### WHAT THIS TASK INVOLVES
Reproduce verbatim the final portion of the material below, from the line containing "Q: For the step-and-repeat" through its last line, and nothing else.

** BEGIN LISTING **

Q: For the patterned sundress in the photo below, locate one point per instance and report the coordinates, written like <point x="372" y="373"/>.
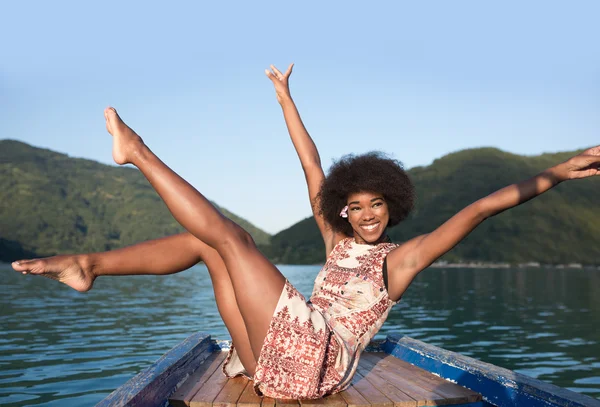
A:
<point x="312" y="348"/>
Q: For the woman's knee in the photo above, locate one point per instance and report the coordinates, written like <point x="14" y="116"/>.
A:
<point x="234" y="237"/>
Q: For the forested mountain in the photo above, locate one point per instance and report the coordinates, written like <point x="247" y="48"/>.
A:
<point x="51" y="203"/>
<point x="561" y="226"/>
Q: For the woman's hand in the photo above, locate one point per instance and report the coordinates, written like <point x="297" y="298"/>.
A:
<point x="583" y="165"/>
<point x="281" y="82"/>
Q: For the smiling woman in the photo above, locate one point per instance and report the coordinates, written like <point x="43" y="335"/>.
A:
<point x="289" y="347"/>
<point x="349" y="180"/>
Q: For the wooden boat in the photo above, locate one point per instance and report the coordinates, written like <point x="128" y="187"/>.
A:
<point x="398" y="371"/>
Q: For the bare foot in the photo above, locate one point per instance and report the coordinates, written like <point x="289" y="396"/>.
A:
<point x="70" y="270"/>
<point x="126" y="143"/>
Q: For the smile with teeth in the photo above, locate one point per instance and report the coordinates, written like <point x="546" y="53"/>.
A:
<point x="369" y="227"/>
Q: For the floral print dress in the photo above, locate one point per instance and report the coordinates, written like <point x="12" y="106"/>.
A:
<point x="312" y="348"/>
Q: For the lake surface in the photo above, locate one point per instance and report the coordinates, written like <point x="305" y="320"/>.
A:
<point x="59" y="347"/>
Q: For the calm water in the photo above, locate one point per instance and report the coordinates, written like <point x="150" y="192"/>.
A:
<point x="62" y="348"/>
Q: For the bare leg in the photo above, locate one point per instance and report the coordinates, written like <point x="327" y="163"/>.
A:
<point x="158" y="257"/>
<point x="256" y="282"/>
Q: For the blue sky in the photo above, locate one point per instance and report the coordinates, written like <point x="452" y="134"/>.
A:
<point x="415" y="79"/>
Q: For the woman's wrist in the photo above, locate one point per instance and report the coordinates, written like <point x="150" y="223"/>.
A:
<point x="284" y="99"/>
<point x="557" y="174"/>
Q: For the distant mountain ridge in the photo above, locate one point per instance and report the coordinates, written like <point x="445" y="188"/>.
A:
<point x="561" y="226"/>
<point x="51" y="203"/>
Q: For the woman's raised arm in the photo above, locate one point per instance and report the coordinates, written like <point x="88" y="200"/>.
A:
<point x="305" y="147"/>
<point x="406" y="261"/>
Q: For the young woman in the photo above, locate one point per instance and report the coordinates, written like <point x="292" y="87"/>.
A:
<point x="293" y="348"/>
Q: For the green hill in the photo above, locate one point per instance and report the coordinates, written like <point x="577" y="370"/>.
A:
<point x="560" y="226"/>
<point x="51" y="203"/>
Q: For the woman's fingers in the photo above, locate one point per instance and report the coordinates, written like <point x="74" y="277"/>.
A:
<point x="592" y="151"/>
<point x="289" y="70"/>
<point x="278" y="74"/>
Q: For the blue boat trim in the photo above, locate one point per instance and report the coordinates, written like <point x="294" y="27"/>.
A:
<point x="500" y="387"/>
<point x="153" y="386"/>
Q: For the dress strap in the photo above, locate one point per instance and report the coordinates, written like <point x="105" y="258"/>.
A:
<point x="384" y="271"/>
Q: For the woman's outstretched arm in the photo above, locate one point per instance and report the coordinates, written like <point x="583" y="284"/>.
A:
<point x="306" y="149"/>
<point x="409" y="259"/>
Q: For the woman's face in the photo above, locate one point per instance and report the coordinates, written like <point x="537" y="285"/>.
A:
<point x="369" y="215"/>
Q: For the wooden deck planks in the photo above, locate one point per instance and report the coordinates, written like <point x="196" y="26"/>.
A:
<point x="453" y="393"/>
<point x="231" y="392"/>
<point x="381" y="381"/>
<point x="397" y="396"/>
<point x="333" y="400"/>
<point x="422" y="396"/>
<point x="210" y="390"/>
<point x="183" y="395"/>
<point x="442" y="386"/>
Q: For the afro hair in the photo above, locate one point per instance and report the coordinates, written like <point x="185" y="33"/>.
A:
<point x="370" y="172"/>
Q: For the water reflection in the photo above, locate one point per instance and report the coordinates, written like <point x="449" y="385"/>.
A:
<point x="60" y="347"/>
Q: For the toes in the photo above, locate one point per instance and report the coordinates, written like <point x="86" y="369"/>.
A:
<point x="27" y="266"/>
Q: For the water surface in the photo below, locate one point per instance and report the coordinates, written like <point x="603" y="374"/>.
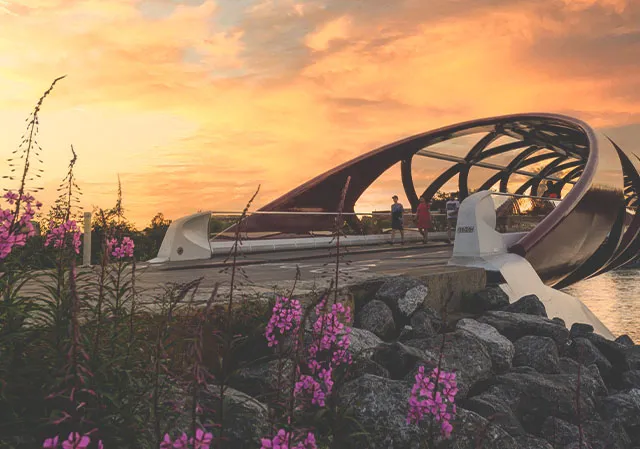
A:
<point x="614" y="297"/>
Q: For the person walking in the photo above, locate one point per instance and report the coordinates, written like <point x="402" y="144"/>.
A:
<point x="424" y="219"/>
<point x="396" y="220"/>
<point x="452" y="207"/>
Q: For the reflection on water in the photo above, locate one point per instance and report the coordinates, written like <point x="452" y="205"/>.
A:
<point x="614" y="298"/>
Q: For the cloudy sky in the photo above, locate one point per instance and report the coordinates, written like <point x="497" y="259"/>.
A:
<point x="196" y="102"/>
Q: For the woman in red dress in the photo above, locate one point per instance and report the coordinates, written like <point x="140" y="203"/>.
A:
<point x="424" y="219"/>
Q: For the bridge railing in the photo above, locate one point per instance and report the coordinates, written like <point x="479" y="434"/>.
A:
<point x="222" y="224"/>
<point x="521" y="213"/>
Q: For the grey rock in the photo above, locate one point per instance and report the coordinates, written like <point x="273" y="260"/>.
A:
<point x="265" y="379"/>
<point x="580" y="330"/>
<point x="463" y="353"/>
<point x="412" y="299"/>
<point x="426" y="313"/>
<point x="407" y="333"/>
<point x="616" y="353"/>
<point x="362" y="342"/>
<point x="495" y="409"/>
<point x="531" y="442"/>
<point x="380" y="406"/>
<point x="377" y="317"/>
<point x="606" y="434"/>
<point x="630" y="379"/>
<point x="533" y="397"/>
<point x="540" y="353"/>
<point x="404" y="295"/>
<point x="425" y="322"/>
<point x="491" y="298"/>
<point x="516" y="325"/>
<point x="624" y="407"/>
<point x="625" y="340"/>
<point x="529" y="304"/>
<point x="472" y="431"/>
<point x="400" y="359"/>
<point x="585" y="352"/>
<point x="559" y="321"/>
<point x="570" y="366"/>
<point x="360" y="367"/>
<point x="246" y="420"/>
<point x="577" y="445"/>
<point x="500" y="349"/>
<point x="560" y="433"/>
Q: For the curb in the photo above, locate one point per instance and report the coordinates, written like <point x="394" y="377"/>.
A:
<point x="241" y="263"/>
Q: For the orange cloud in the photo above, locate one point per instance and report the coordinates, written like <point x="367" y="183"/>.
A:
<point x="195" y="103"/>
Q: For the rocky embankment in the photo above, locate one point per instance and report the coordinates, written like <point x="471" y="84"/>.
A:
<point x="525" y="381"/>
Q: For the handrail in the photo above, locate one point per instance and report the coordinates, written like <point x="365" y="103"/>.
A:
<point x="557" y="200"/>
<point x="309" y="213"/>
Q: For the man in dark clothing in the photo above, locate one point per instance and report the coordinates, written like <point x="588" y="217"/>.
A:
<point x="396" y="220"/>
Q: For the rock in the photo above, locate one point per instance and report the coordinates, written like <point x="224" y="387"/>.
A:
<point x="606" y="434"/>
<point x="614" y="352"/>
<point x="559" y="321"/>
<point x="500" y="349"/>
<point x="362" y="342"/>
<point x="496" y="410"/>
<point x="472" y="431"/>
<point x="533" y="397"/>
<point x="577" y="445"/>
<point x="379" y="407"/>
<point x="516" y="325"/>
<point x="540" y="353"/>
<point x="246" y="420"/>
<point x="406" y="333"/>
<point x="570" y="366"/>
<point x="625" y="340"/>
<point x="264" y="379"/>
<point x="404" y="295"/>
<point x="531" y="442"/>
<point x="428" y="314"/>
<point x="530" y="305"/>
<point x="491" y="298"/>
<point x="580" y="330"/>
<point x="624" y="407"/>
<point x="583" y="351"/>
<point x="425" y="322"/>
<point x="630" y="379"/>
<point x="560" y="433"/>
<point x="400" y="359"/>
<point x="360" y="367"/>
<point x="463" y="353"/>
<point x="377" y="317"/>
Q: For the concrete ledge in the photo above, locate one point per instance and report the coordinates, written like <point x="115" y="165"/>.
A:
<point x="273" y="245"/>
<point x="445" y="280"/>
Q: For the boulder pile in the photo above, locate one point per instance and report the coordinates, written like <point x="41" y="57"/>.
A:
<point x="525" y="381"/>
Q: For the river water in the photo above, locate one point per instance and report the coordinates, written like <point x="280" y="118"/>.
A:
<point x="614" y="297"/>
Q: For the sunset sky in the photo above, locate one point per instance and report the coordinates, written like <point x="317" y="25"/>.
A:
<point x="194" y="103"/>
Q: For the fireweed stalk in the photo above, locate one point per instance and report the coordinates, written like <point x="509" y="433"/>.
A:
<point x="425" y="395"/>
<point x="328" y="349"/>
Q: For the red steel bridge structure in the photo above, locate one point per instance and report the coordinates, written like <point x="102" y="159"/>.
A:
<point x="594" y="229"/>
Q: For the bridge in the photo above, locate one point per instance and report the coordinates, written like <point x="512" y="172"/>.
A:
<point x="505" y="227"/>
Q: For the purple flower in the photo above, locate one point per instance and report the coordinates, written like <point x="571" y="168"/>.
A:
<point x="75" y="441"/>
<point x="202" y="440"/>
<point x="122" y="251"/>
<point x="50" y="443"/>
<point x="166" y="443"/>
<point x="427" y="399"/>
<point x="67" y="233"/>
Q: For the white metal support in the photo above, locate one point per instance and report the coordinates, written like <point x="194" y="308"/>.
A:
<point x="478" y="244"/>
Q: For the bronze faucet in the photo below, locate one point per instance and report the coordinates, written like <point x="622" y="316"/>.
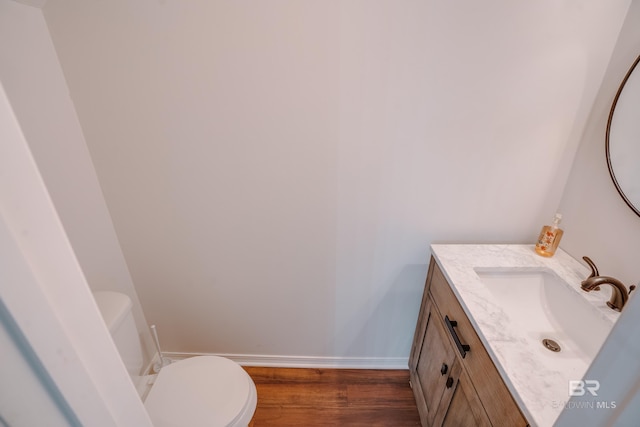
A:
<point x="619" y="294"/>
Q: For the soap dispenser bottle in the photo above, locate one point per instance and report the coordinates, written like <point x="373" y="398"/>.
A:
<point x="549" y="238"/>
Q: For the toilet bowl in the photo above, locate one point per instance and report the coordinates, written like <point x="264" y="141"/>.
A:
<point x="200" y="391"/>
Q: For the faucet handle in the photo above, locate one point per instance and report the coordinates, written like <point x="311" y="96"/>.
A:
<point x="594" y="270"/>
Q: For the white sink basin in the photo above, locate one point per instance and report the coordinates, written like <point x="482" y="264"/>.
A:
<point x="543" y="306"/>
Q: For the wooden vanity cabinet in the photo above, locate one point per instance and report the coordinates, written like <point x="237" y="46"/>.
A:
<point x="454" y="381"/>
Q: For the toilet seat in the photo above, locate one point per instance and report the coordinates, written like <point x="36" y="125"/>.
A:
<point x="202" y="391"/>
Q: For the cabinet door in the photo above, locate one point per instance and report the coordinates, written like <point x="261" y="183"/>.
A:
<point x="460" y="405"/>
<point x="433" y="365"/>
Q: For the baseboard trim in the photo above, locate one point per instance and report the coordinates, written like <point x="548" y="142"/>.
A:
<point x="305" y="361"/>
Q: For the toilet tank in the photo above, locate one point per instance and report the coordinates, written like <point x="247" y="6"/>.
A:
<point x="115" y="308"/>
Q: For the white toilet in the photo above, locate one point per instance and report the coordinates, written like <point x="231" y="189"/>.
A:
<point x="196" y="392"/>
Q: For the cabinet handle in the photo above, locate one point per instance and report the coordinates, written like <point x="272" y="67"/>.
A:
<point x="462" y="348"/>
<point x="444" y="369"/>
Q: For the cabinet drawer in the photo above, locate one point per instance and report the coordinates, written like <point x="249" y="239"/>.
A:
<point x="496" y="398"/>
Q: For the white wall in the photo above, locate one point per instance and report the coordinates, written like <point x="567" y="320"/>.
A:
<point x="276" y="170"/>
<point x="49" y="302"/>
<point x="36" y="88"/>
<point x="597" y="221"/>
<point x="599" y="224"/>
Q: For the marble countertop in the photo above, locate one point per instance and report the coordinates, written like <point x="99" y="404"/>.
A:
<point x="540" y="388"/>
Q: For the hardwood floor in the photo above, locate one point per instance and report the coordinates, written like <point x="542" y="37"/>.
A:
<point x="333" y="397"/>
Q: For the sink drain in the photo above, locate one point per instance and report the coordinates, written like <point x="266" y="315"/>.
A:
<point x="551" y="345"/>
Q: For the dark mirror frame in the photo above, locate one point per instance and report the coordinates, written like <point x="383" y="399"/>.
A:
<point x="636" y="209"/>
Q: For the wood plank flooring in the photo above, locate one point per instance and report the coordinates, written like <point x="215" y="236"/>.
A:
<point x="333" y="397"/>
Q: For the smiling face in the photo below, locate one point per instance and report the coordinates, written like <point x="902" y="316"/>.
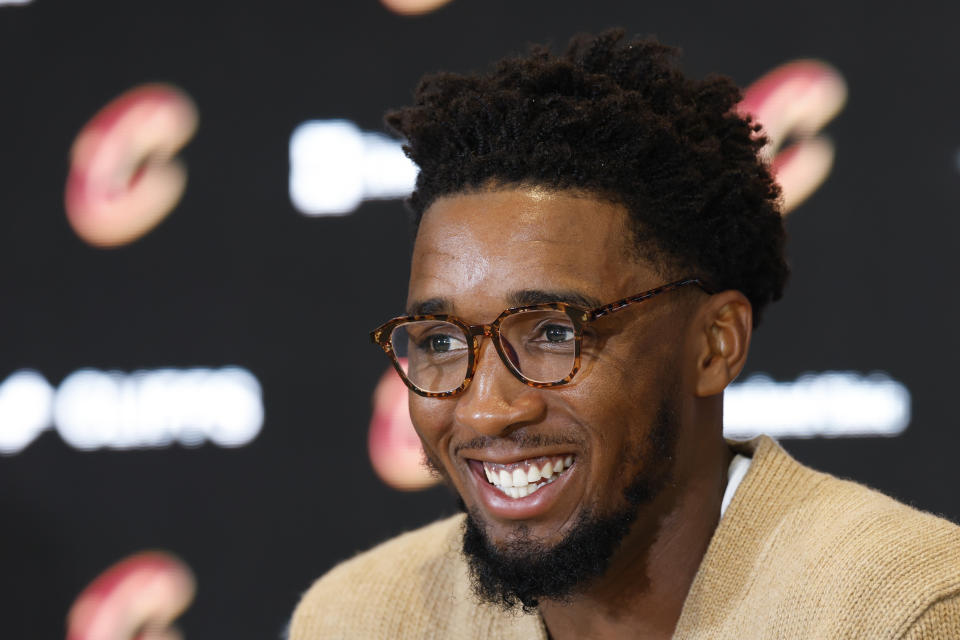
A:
<point x="480" y="253"/>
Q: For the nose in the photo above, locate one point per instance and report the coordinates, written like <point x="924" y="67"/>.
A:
<point x="495" y="402"/>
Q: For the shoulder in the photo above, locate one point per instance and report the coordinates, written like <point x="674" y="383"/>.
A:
<point x="413" y="586"/>
<point x="828" y="556"/>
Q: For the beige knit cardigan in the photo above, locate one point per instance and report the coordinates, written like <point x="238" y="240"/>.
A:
<point x="798" y="554"/>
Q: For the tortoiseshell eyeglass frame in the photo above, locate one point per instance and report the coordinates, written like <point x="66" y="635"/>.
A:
<point x="579" y="316"/>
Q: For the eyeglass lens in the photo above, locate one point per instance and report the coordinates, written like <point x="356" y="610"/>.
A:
<point x="540" y="346"/>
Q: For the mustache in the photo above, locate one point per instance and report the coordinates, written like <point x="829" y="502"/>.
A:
<point x="518" y="438"/>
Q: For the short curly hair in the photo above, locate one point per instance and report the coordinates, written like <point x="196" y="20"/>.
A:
<point x="615" y="119"/>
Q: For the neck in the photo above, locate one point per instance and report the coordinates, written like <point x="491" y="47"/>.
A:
<point x="643" y="592"/>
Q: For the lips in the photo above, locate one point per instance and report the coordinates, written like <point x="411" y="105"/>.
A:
<point x="520" y="479"/>
<point x="522" y="489"/>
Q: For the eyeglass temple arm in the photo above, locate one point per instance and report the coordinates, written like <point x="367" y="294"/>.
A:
<point x="612" y="307"/>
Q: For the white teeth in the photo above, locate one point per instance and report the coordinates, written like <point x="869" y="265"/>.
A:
<point x="520" y="483"/>
<point x="533" y="475"/>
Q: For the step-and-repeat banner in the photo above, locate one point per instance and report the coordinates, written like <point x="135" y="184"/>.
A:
<point x="201" y="217"/>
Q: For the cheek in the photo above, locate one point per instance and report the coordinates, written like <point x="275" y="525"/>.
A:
<point x="431" y="418"/>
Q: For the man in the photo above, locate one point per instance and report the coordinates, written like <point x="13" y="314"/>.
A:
<point x="596" y="242"/>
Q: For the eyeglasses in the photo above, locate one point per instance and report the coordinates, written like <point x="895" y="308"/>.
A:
<point x="437" y="355"/>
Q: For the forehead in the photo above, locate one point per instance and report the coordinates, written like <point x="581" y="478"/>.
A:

** END LISTING **

### EXERCISE RESPONSE
Q: For the step-and-repeat banner in the photo above, locate one point per instance and report the coordinates, written like <point x="135" y="184"/>.
A:
<point x="201" y="217"/>
Q: For the cheek in the photo above, locate one point per instance and report the coordinates, written like <point x="275" y="525"/>.
A:
<point x="431" y="418"/>
Q: For the man in the photo above, locate one point per instance and report the coordinates, written like <point x="13" y="314"/>.
A:
<point x="596" y="242"/>
Q: For the eyeglasses in the photo above, locate one point per instance and report the coordinates, written like <point x="895" y="308"/>.
A:
<point x="437" y="355"/>
Q: For the forehead in the photo above, locate one point per instance and report the coordinates, written like <point x="581" y="478"/>.
A:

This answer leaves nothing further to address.